Stored data entries:

Content starts

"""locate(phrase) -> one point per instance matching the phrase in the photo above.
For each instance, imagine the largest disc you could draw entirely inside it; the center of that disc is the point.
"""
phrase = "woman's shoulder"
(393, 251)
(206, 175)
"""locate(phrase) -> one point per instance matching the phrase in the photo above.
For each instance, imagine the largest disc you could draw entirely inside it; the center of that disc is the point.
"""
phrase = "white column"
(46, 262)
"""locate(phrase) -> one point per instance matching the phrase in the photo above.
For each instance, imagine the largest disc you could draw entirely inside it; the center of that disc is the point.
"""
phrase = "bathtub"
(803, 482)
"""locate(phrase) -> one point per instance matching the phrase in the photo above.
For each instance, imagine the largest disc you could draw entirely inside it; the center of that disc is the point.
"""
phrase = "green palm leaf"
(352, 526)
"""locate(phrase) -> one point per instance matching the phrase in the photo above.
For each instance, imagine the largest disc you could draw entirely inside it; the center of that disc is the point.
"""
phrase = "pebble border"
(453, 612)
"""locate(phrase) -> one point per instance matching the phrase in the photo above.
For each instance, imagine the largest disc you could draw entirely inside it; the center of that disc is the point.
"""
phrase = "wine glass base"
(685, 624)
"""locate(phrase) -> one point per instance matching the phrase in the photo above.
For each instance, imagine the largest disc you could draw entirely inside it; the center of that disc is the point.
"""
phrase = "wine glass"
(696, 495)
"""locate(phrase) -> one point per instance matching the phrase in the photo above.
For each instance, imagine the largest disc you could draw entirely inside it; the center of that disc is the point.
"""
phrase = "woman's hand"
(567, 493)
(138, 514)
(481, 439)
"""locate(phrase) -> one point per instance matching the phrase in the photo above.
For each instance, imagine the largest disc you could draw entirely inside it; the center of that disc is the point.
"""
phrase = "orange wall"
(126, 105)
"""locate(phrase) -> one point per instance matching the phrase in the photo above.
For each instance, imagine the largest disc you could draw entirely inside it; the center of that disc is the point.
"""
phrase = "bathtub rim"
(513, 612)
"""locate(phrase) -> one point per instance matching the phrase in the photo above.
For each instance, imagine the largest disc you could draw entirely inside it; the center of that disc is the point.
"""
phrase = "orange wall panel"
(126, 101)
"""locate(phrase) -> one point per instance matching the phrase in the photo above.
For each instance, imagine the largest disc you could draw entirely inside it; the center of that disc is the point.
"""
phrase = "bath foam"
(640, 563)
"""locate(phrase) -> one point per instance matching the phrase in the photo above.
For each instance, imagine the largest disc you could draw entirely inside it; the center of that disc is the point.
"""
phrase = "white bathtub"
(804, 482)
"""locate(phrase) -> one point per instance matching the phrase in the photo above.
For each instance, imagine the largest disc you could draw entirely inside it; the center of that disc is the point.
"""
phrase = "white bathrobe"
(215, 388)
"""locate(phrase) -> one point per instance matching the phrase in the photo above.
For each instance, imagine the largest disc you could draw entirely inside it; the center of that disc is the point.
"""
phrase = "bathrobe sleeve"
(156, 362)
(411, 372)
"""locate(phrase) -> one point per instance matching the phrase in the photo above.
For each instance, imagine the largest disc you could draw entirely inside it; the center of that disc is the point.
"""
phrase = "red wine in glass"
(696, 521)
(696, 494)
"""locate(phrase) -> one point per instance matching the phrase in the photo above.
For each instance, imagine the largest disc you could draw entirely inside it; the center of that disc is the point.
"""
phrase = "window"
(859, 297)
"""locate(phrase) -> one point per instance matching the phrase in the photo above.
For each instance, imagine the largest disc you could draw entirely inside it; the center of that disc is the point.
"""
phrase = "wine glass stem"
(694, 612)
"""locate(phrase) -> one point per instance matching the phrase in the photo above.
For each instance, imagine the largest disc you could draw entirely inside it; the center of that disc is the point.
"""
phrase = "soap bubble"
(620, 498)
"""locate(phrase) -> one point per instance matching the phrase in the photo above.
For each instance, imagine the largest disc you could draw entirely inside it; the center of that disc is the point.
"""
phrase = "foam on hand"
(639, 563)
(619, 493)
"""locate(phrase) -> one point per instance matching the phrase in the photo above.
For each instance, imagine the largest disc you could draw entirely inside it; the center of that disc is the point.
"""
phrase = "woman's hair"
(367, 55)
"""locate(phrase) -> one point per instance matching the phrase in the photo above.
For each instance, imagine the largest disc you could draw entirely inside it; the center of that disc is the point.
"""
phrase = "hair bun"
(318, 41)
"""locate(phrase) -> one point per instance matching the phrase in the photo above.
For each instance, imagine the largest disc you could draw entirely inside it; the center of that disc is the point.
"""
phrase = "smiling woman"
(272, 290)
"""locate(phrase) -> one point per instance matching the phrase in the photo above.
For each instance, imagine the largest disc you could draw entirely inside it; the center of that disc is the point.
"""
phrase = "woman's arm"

Content ends

## Work order
Reproduce every record above, word for word.

## Answer box
"""locate(phrase) -> one point per instance matching the phrase in the photo above.
For each instance, imagine the largest disc you could draw entirely inside it; the center of that disc is the point.
"""
phrase = "woman's shoulder"
(393, 251)
(206, 175)
"""locate(phrase) -> one point per instance matching the phrase in the photo above.
For each instance, imagine the largest disc you could draw entirely inside it; the center of that disc is the point.
"""
phrase = "white column"
(46, 262)
"""locate(phrase) -> one point per instance matching the phrase in the photo above.
For each instance, imagine the largest disc you could draw entirely inside it; the center of that disc is the point.
"""
phrase = "bathtub"
(803, 482)
"""locate(phrase) -> one point per instance matching the phrase in the photo above.
For each instance, imagine the largest disc you could draw entirely inside it; the center of that disc is the point.
"""
phrase = "green palm leaf"
(352, 526)
"""locate(phrase) -> one point per instance matching the phrase in the photo above.
For each instance, imagine the largest disc you could draw entirely inside it; the center of that disc is the point.
"""
phrase = "pebble border"
(453, 612)
"""locate(phrase) -> one point per instance matching the phrase in the photo above.
For each instance, imagine the largest disc you could draw entirely inside it; the center of that disc is the point.
"""
phrase = "wine glass base"
(685, 624)
"""locate(phrase) -> one point per instance matching the phrase in the photo above.
For each instance, imagine the largest disc you could draw entirely inside it; the center of that disc is the point.
"""
phrase = "wine glass"
(696, 495)
"""locate(phrase) -> one point per instance matching the phrase in the photo above.
For each instance, imagine the largest disc you could draw entirely inside it; the center of that disc is the point.
"""
phrase = "woman's hand"
(567, 493)
(138, 514)
(481, 439)
"""locate(phrase) -> one point per instance matching the phrase in the photo above.
For each instance, imagine the largest disc you could draw entirely inside it; the center of that disc is the point.
"""
phrase = "orange wall"
(126, 105)
"""locate(phrase) -> one point per instance matching the phrase in the photo above.
For each instance, imagine the largest disc you could draw entirely inside it; the center of that disc is the point.
"""
phrase = "bathtub rim"
(513, 612)
"""locate(phrase) -> one point per instance matching the phrase in the photo above.
For each instance, imagine the largest disc you could draw entirely inside it; the center of that disc is the point.
"""
phrase = "orange wall panel"
(126, 101)
"""locate(phrase) -> one point per instance matching the phrase in the photo above.
For each instance, imagine the largest disc you could draw entirely inside it; the center of that disc is the point.
"""
phrase = "bath foam"
(640, 563)
"""locate(phrase) -> one point per instance matching the phrase in the photo above.
For each instance, imagine the largest disc you could draw entirely inside it; the center of that disc is the point.
"""
phrase = "white bathtub"
(804, 482)
"""locate(phrase) -> one point per instance matching the phrase in the photo above.
For each instance, imagine the largest disc you could draw entirely inside it; the center of that disc is the point.
"""
phrase = "white bathrobe"
(215, 388)
"""locate(phrase) -> one point per instance matching the phrase in the photo above.
For each instance, imagine the largest disc you could draw entirely inside it; the center of that disc is the point.
"""
phrase = "bathrobe sleeve"
(156, 362)
(411, 372)
"""locate(phrase) -> one point per instance matching the phrase in the photo above.
For each instance, imagine the largest disc you could draw entirely inside it; the center of that disc is the point.
"""
phrase = "red wine in glass"
(696, 521)
(696, 494)
"""locate(phrase) -> one point per instance matching the phrase in the photo above.
For each instance, imagine the largest disc you could draw entirely inside it; the center of that disc is the point.
"""
phrase = "window"
(859, 297)
"""locate(phrase) -> one point per instance matching the phrase in the photo above.
For each instance, imagine the largest disc you could draw entirely inside it; the center of that disc is the point.
"""
phrase = "wine glass stem"
(694, 612)
"""locate(phrase) -> one point per instance matching the phrase in the photo above.
For each instance, imagine the largest disc you could draw entirely inside it; the center of that disc is the point.
"""
phrase = "soap bubble"
(620, 498)
"""locate(phrase) -> one point per instance matching the phrase in the photo above.
For each instance, imagine the largest disc you could draw entirely inside it; the center of that disc is the point.
"""
phrase = "foam on hand"
(639, 563)
(619, 493)
"""locate(phrase) -> one point per instance matching the phrase in the photo above.
For each instance, imagine the largest disc you could draw entirely inside it; the center of that disc is the point.
"""
phrase = "woman's hair"
(367, 55)
"""locate(phrase) -> one point per instance matching the phrase in the photo above.
For each instance, imagine the largest disc you could draw entirely inside it; the center of that disc is the point.
"""
phrase = "hair bun"
(318, 41)
"""locate(phrase) -> one point per instance matching the phrase in the photo above.
For each instance, imagine the largest disc you could draw entirely inside it; the center of that disc is the point.
"""
phrase = "smiling woman"
(272, 290)
"""locate(phrase) -> one point per instance matching the phrase in the photo above.
For each instance, imagine the largest disc you could draw entirely inside it; the center of that disc is the point.
"""
phrase = "woman's arm"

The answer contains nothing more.